*Problem details*
Please copy exactly the line containing "outline foliage" and every line after it, through the last line of the records below, leaving out all pictures.

━━━━━━━━━━━━━━━━━━━━━━━━━━━━━━

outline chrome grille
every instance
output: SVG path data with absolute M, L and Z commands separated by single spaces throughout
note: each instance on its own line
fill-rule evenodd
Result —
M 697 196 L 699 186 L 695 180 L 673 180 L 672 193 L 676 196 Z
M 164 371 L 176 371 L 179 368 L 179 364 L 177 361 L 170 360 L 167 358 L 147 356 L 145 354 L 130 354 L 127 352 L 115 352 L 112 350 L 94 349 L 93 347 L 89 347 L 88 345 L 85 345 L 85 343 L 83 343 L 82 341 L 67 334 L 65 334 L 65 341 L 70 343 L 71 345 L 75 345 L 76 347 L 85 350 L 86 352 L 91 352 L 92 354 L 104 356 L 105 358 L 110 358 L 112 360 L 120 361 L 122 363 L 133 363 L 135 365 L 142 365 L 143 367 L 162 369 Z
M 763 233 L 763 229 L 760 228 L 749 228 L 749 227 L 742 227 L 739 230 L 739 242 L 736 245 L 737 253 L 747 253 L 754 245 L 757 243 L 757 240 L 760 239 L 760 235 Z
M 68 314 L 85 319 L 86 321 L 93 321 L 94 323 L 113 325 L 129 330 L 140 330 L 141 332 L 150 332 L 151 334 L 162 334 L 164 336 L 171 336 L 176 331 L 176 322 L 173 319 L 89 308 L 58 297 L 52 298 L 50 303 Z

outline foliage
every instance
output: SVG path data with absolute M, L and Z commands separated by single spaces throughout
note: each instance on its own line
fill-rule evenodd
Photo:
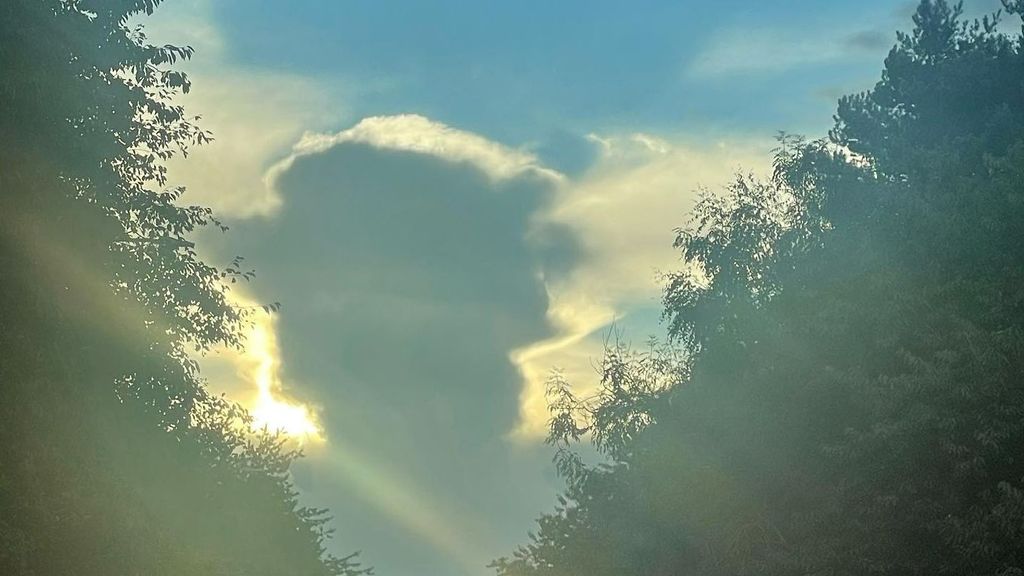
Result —
M 248 273 L 167 188 L 210 136 L 174 103 L 192 49 L 128 28 L 157 4 L 0 3 L 0 572 L 357 573 L 190 356 L 241 344 Z
M 624 440 L 498 574 L 1024 573 L 1024 47 L 960 14 L 921 2 L 828 138 L 698 204 L 684 377 L 588 408 L 625 436 L 556 412 Z
M 555 464 L 570 484 L 586 478 L 572 446 L 588 436 L 600 454 L 615 460 L 629 456 L 633 440 L 651 424 L 651 408 L 660 394 L 686 377 L 687 366 L 678 352 L 656 340 L 637 352 L 621 339 L 606 342 L 597 391 L 580 397 L 561 372 L 548 380 L 552 412 L 548 444 L 558 448 Z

━━━━━━━━━━━━━━━━━━━━━━━━━━━━━━

*Answer*
outline foliage
every instance
output: SVG path data with absolute M, L and Z commands separated by single spaces throughout
note: each instance on its own line
fill-rule evenodd
Photo:
Result —
M 248 273 L 167 188 L 210 136 L 174 103 L 192 49 L 128 28 L 157 4 L 0 3 L 0 572 L 357 573 L 190 356 L 241 344 Z
M 624 440 L 498 574 L 1024 573 L 1024 47 L 960 14 L 921 2 L 828 138 L 698 204 L 684 377 L 588 408 L 625 436 L 556 412 Z
M 555 464 L 570 484 L 586 478 L 572 446 L 588 436 L 600 454 L 615 460 L 629 456 L 633 440 L 651 424 L 651 408 L 660 394 L 686 377 L 687 366 L 678 352 L 656 340 L 637 352 L 621 339 L 606 342 L 597 391 L 580 397 L 561 372 L 548 380 L 552 412 L 548 444 L 558 448 Z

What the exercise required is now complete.